TESTO FORNITO »
Corridoi umanitari, arrivata la prima famiglia

Solidarietà. L'iniziativa, unica in Europa, è promossa dalla Comunità di Sant'Egidio insieme a Federazione delle Chiese evangeliche in Italia e Tavola valdese con i ministeri degli Esteri e dell'Interno

Chi non ha pensato di fronte alla straziante immagine del corpicino di Aylan sulla battigia dell'isola di Kos: basta, andiamoli a prendere noi, andiamogli incontro? Pensieri nostri, balenati fugacemente al di qua del mare amico, ma terribile, quando lo attraversi in cento su un gommone.
Pensieri diventati azione grazie a chi, da decenni, si occupa degli ultimi vicini e lontani, grazie a quella Comunità di Sant'Egidio che, detto fatto, ha dato il via ai corridoi umanitari di cui molto si è parlato.
Sono arrivati in Italia, in questo mese, i primi profughi siriani in arrivo dal Libano, una famigliola che il mare non avrebbe potuto reggere senza soccombere: padre, madre, figliolino e soprattutto figlia, sette anni, con un occhio già perduto per un tumore e le cure da proseguire, al Bambin Gesù di Roma.
Un corridoio: da Beirut a Fiumicino, senza passare dal mare, senza rischiare di aumentare quel numero inciso nella carne di tutti noi, 3 mila e rotti adulti e 700 bambini, che corridoi per scappare da fame terrore e guerra non hanno avuto. E non ce l'hanno fatta.
Da Homs sono arrivati mamma Yasmine, la piccola Falak, e papà e fratellino, con un visto umanitario valido solo per l'Italia. E saranno i primi di mille che nell'anno arriveranno da Libano e Marocco, e l'anno prossimo anche da Etiopia. Saranno persone e famiglie di nazionalità diverse: siriani, e dall'Africa subsahariana e occidentale.
«I rifugiati non possono altro che fuggire», scriveva per «Famiglia Cristiana» il fondatore della Comunità di Sant'Egidio, Andrea Riccardi, e delineava l'accordo sui corridoi umanitari firmato nello scorso mese di dicembre dai ministeri degli Esteri e dell'Interno italiani, dalla Comunità di Sant'Egidio, dalla Federazione delle Chiese evangeliche in Italia e dalla Tavola valdese.

COMPITI DA SVOLGERE »
1: Nel testo sui corridoi umanitari, quanti anni ha la figlia della famiglia arrivata in Italia?
2: Trascrivi parola per parola il passo del testo sui corridoi umanitari da "Pensieri diventati azione" a "ce l'hanno fatta.".
3: Riassumi in due frasi il testo sui corridoi umanitari.
Basati soltanto sul testo sui corridoi umanitari.

Voci elencate in un insieme di dati

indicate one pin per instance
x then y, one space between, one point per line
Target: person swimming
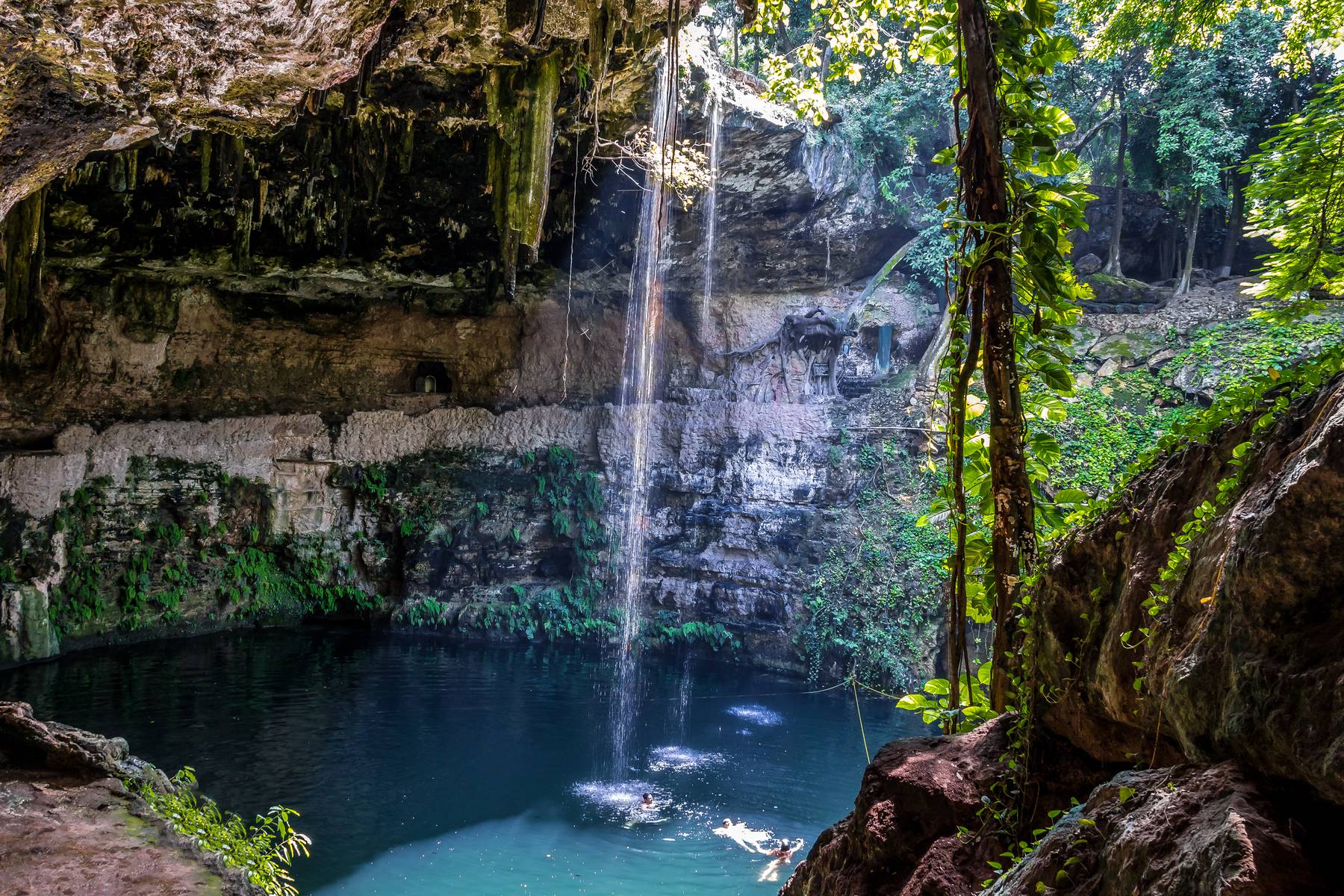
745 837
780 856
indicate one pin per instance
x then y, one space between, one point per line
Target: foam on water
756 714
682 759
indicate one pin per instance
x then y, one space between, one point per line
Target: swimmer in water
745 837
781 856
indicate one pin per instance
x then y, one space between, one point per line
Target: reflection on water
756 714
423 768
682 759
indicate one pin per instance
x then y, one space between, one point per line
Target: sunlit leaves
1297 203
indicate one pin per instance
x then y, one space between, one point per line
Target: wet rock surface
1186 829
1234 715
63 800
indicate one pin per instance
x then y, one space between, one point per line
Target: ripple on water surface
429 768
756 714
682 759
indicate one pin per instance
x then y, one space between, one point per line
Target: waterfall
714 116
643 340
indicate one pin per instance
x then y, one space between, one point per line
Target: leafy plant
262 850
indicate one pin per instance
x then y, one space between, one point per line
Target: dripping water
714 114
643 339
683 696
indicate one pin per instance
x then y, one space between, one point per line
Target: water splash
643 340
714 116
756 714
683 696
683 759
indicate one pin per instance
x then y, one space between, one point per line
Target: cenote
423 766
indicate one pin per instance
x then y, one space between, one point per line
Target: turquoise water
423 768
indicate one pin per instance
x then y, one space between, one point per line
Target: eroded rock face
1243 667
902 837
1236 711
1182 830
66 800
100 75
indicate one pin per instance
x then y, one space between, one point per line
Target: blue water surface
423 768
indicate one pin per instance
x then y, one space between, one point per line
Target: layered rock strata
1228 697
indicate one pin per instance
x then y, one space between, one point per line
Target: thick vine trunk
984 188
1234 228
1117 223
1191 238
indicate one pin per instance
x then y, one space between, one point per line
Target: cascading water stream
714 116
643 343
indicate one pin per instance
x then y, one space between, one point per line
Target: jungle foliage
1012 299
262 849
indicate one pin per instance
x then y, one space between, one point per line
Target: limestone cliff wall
--
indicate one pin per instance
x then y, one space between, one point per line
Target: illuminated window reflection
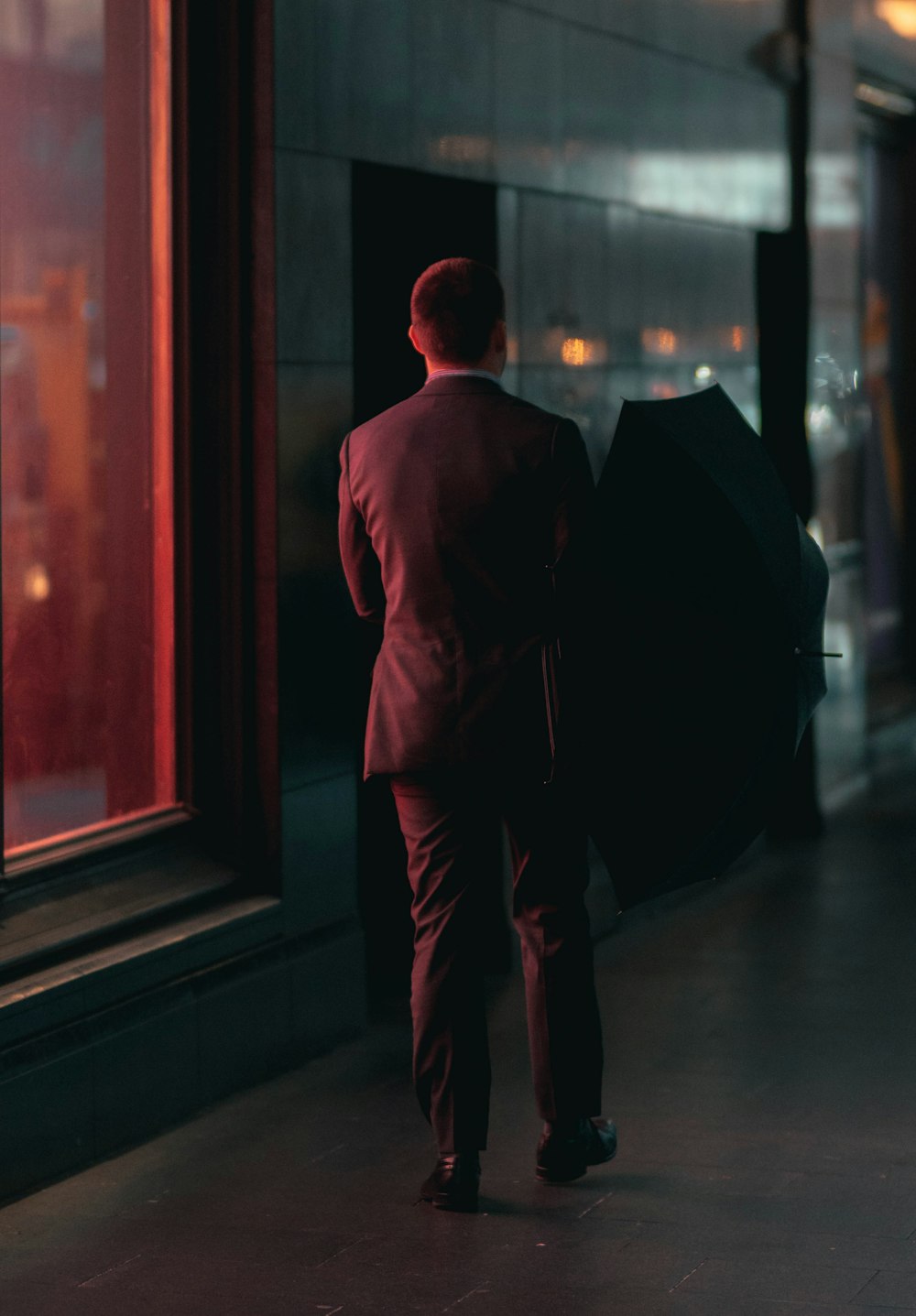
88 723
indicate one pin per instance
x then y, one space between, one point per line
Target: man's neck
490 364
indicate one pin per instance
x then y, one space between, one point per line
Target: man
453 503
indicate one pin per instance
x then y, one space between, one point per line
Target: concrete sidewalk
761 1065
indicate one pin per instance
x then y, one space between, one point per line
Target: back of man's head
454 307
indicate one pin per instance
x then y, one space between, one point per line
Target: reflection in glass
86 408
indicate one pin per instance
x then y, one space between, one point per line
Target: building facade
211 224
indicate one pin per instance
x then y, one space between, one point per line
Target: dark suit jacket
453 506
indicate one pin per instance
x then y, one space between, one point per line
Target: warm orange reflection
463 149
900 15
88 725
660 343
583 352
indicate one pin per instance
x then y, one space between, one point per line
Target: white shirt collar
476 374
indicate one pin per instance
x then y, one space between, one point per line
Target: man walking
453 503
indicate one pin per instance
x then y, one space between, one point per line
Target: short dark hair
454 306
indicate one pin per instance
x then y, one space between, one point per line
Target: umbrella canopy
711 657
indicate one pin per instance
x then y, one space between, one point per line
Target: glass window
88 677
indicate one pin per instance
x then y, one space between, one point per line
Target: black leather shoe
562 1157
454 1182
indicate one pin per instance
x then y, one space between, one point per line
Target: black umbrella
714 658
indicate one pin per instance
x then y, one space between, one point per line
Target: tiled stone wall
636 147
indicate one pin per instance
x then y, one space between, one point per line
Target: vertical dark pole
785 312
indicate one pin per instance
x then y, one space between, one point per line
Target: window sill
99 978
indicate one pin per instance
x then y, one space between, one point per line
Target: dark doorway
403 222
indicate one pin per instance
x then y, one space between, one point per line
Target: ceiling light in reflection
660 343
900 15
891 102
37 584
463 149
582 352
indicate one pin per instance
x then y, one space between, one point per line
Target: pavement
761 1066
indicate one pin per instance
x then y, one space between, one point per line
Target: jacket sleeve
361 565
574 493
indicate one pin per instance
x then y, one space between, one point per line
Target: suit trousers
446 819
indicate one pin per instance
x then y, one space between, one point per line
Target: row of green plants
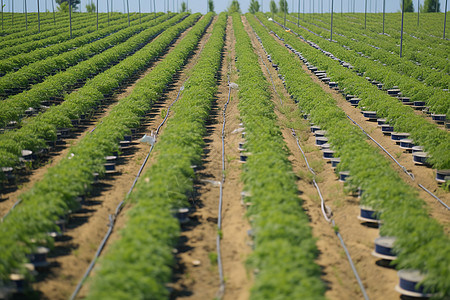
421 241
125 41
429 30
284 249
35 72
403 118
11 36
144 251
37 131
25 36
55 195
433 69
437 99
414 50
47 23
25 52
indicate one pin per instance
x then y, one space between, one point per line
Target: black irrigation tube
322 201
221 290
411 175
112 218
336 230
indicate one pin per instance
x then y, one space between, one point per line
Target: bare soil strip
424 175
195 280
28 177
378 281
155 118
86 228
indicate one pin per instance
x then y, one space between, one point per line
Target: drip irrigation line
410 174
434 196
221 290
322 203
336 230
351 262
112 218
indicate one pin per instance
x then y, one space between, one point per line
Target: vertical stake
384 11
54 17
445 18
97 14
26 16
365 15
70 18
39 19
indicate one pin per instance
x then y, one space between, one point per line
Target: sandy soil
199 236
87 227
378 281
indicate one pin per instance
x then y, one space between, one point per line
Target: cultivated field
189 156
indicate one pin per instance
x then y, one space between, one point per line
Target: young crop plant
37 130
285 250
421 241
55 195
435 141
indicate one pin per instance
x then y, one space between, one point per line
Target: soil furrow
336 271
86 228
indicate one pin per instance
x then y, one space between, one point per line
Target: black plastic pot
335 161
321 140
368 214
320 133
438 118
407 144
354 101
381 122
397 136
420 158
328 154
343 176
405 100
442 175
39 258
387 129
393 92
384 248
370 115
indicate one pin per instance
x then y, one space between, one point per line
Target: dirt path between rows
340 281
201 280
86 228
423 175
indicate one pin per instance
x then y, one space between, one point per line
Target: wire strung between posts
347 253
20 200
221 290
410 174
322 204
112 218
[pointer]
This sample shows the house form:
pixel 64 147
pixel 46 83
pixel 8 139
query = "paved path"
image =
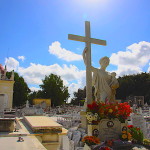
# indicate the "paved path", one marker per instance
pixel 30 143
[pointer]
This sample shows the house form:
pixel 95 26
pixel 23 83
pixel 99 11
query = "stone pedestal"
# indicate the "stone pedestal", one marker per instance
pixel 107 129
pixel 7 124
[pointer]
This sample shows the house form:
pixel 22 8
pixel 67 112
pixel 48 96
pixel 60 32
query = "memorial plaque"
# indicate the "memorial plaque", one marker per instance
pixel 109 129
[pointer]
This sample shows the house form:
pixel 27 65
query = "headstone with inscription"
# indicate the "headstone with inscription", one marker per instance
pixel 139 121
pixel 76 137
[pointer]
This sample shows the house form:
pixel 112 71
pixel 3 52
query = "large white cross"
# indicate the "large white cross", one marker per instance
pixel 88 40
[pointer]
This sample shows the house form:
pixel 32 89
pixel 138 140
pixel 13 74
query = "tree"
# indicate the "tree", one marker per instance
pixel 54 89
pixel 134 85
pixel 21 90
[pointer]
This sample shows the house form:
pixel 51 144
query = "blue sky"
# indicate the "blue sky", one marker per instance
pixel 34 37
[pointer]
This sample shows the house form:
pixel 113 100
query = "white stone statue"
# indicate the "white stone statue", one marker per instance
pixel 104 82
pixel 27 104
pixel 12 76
---
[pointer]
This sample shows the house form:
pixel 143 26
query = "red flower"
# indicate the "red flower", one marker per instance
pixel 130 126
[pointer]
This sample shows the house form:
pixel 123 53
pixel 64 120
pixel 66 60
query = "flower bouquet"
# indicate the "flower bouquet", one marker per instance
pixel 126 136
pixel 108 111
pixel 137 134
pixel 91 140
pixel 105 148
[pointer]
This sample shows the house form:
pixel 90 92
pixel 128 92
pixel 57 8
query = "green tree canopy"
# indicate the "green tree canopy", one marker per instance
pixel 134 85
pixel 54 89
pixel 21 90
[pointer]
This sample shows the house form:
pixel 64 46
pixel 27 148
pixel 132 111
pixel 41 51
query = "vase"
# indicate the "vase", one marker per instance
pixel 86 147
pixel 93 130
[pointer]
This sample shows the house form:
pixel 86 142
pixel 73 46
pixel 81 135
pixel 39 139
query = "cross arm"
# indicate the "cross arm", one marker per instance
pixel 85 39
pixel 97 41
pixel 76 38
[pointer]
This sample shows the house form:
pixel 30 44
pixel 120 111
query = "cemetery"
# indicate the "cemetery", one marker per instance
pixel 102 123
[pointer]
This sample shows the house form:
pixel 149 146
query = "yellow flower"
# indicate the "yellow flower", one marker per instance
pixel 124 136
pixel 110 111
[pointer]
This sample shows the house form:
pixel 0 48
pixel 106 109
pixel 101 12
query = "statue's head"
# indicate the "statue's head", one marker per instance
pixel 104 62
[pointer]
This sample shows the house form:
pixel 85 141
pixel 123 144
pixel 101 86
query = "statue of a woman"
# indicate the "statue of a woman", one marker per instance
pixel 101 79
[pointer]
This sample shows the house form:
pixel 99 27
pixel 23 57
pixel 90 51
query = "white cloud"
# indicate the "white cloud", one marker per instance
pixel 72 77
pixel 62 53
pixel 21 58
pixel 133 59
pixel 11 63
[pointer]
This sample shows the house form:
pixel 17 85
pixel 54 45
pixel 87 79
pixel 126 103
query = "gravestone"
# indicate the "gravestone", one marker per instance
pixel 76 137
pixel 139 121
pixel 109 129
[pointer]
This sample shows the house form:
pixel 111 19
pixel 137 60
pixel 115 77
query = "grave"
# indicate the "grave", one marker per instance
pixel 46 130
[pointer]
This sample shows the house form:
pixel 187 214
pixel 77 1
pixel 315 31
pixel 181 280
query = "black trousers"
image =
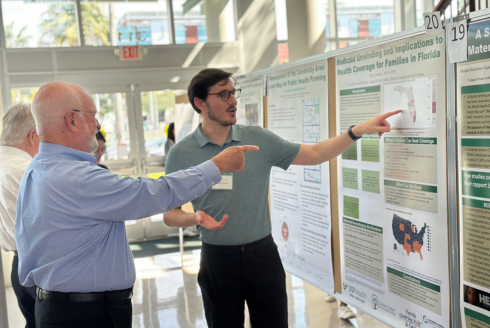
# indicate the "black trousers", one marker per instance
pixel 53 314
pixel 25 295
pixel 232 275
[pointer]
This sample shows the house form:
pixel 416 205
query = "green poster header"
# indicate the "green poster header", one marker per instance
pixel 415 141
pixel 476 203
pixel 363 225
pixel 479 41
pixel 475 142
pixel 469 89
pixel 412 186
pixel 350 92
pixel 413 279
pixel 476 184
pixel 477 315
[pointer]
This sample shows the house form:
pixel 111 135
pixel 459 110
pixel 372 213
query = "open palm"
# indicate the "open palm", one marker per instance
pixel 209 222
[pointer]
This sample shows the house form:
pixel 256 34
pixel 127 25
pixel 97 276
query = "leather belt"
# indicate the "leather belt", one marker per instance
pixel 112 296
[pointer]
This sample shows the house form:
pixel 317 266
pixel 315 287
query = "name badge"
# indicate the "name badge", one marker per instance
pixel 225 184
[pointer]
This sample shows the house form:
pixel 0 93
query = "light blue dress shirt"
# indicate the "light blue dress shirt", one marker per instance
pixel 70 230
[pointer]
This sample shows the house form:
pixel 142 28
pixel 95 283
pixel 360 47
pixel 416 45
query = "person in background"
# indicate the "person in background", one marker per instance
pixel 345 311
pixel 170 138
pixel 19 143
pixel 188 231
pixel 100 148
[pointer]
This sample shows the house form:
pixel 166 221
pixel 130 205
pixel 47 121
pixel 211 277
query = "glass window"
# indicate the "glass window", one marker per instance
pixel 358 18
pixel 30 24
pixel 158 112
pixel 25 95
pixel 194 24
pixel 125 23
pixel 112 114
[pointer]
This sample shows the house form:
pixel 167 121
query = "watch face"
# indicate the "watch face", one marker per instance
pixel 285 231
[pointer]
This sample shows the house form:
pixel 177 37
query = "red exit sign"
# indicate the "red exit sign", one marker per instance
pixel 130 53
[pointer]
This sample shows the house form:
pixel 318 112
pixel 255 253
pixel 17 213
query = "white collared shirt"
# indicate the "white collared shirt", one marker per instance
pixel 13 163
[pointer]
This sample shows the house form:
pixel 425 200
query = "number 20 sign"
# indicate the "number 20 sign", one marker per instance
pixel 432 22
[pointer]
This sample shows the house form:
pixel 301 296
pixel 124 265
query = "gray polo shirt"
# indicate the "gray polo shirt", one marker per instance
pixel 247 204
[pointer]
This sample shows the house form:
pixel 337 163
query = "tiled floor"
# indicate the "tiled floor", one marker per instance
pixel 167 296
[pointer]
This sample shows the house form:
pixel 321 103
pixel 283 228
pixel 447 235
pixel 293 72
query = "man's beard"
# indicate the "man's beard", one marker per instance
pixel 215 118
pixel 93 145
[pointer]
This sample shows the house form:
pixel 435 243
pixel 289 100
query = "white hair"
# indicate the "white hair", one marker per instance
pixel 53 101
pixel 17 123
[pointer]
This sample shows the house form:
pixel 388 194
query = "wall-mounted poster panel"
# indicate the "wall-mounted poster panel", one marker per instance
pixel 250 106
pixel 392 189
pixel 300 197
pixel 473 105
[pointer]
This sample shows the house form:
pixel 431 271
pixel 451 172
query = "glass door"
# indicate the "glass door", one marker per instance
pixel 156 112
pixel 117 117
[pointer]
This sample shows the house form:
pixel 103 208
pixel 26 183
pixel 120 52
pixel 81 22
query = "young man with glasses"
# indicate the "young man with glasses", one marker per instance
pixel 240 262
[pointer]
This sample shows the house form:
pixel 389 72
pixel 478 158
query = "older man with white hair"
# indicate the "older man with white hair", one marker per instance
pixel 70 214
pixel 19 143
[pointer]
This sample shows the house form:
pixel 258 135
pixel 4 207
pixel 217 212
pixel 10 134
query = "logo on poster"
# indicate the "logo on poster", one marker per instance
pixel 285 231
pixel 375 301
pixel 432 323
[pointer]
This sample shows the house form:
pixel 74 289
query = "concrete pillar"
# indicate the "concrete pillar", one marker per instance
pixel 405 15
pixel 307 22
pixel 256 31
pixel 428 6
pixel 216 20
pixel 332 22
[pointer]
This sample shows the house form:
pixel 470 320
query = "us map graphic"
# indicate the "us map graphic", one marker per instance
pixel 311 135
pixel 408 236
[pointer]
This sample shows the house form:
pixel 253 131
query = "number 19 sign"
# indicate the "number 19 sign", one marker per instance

ELENCO DELLE RISPOSTE »
1: Sette anni.

2:
Pensieri diventati azione grazie a chi, da decenni, si occupa degli ultimi vicini e lontani, grazie a quella Comunità di Sant'Egidio che, detto fatto, ha dato il via ai corridoi umanitari di cui molto si è parlato.
Sono arrivati in Italia, in questo mese, i primi profughi siriani in arrivo dal Libano, una famigliola che il mare non avrebbe potuto reggere senza soccombere: padre, madre, figliolino e soprattutto figlia, sette anni, con un occhio già perduto per un tumore e le cure da proseguire, al Bambin Gesù di Roma.
Un corridoio: da Beirut a Fiumicino, senza passare dal mare, senza rischiare di aumentare quel numero inciso nella carne di tutti noi, 3 mila e rotti adulti e 700 bambini, che corridoi per scappare da fame terrore e guerra non hanno avuto. E non ce l'hanno fatta.

3: La Comunità di Sant'Egidio, insieme alla Federazione delle Chiese evangeliche in Italia, alla Tavola valdese e ai ministeri degli Esteri e dell'Interno, promuove i corridoi umanitari, un'iniziativa unica in Europa. Questo mese è arrivata da Beirut a Fiumicino, senza passare dal mare, la prima famiglia di profughi siriani, la cui figlia di sette anni proseguirà le cure al Bambin Gesù di Roma; sono i primi di mille che arriveranno nell'anno da Libano e Marocco.